▶ **EXERCISE DIRECTIONS**:
Exclude the pictures, then repeat exactly each line from the one containing "chard leaf in the photo above." to the final line of the records that follow.

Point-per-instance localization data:

= = = = =

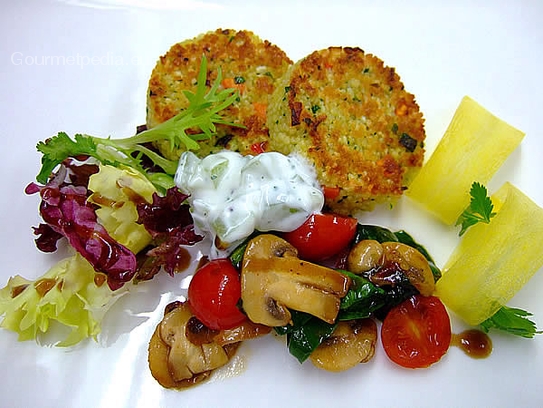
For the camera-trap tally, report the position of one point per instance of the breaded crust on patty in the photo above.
(349, 115)
(248, 63)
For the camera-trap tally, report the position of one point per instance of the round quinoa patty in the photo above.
(248, 63)
(349, 115)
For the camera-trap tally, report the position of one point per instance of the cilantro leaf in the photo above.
(511, 320)
(479, 209)
(56, 149)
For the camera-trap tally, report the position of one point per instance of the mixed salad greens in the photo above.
(114, 201)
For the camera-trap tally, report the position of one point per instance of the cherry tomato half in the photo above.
(322, 235)
(214, 292)
(417, 332)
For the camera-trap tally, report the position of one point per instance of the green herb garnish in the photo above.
(203, 113)
(479, 209)
(513, 321)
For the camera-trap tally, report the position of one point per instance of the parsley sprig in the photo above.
(479, 209)
(202, 114)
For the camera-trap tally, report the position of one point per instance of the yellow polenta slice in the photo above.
(474, 146)
(493, 261)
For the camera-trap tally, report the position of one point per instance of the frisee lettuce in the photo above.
(203, 113)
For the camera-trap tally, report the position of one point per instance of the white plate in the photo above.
(83, 66)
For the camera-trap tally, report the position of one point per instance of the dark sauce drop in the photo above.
(473, 342)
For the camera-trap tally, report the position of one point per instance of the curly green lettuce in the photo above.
(68, 294)
(117, 192)
(71, 293)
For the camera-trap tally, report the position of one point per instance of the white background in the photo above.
(488, 50)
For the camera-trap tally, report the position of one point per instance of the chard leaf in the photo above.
(513, 321)
(479, 209)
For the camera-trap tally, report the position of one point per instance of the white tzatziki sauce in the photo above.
(231, 195)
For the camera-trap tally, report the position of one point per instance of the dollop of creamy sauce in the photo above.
(232, 195)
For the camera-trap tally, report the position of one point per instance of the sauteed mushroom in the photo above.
(351, 343)
(379, 260)
(274, 280)
(174, 361)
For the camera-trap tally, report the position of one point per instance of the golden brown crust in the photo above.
(247, 62)
(350, 116)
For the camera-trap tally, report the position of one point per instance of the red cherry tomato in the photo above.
(322, 235)
(214, 292)
(417, 332)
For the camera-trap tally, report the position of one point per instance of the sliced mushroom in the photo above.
(174, 361)
(364, 256)
(414, 265)
(351, 343)
(245, 331)
(274, 280)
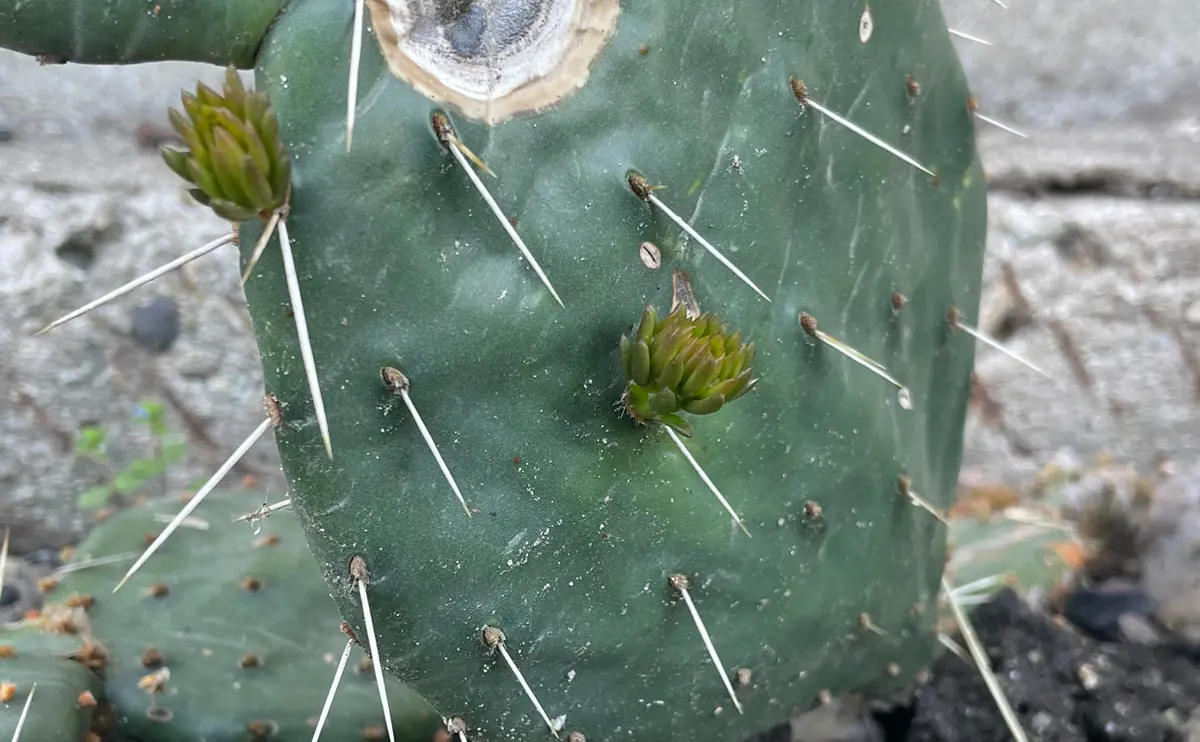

= = = = =

▶ **EXERCISE SOLUTION**:
For the camera-trap tally, report the position of one point per instance of the chard leaf in the photo above.
(513, 321)
(479, 209)
For the camera-trap tally, report the position of one point per instance of the white tzatziki sauce in the photo above.
(231, 195)
For the camera-trap tally, report the position of one point per instance of the dollop of creamy sauce in the photo above.
(232, 195)
For the camera-trap tally, report the position of one point per instance of the sauteed mushroom in the photo above.
(351, 343)
(379, 260)
(274, 280)
(174, 361)
For the camera-trap tally, report the position of one point per instance of the golden brown crust in the photo above.
(247, 62)
(350, 116)
For the camera-trap tally, report the position of one point per instance of the red cherry tomato in the photo above.
(322, 235)
(214, 292)
(417, 332)
For the camera-trap tally, report the position of one point per instance of the sliced mushroom in the photo above.
(174, 361)
(364, 256)
(414, 265)
(351, 343)
(245, 331)
(274, 280)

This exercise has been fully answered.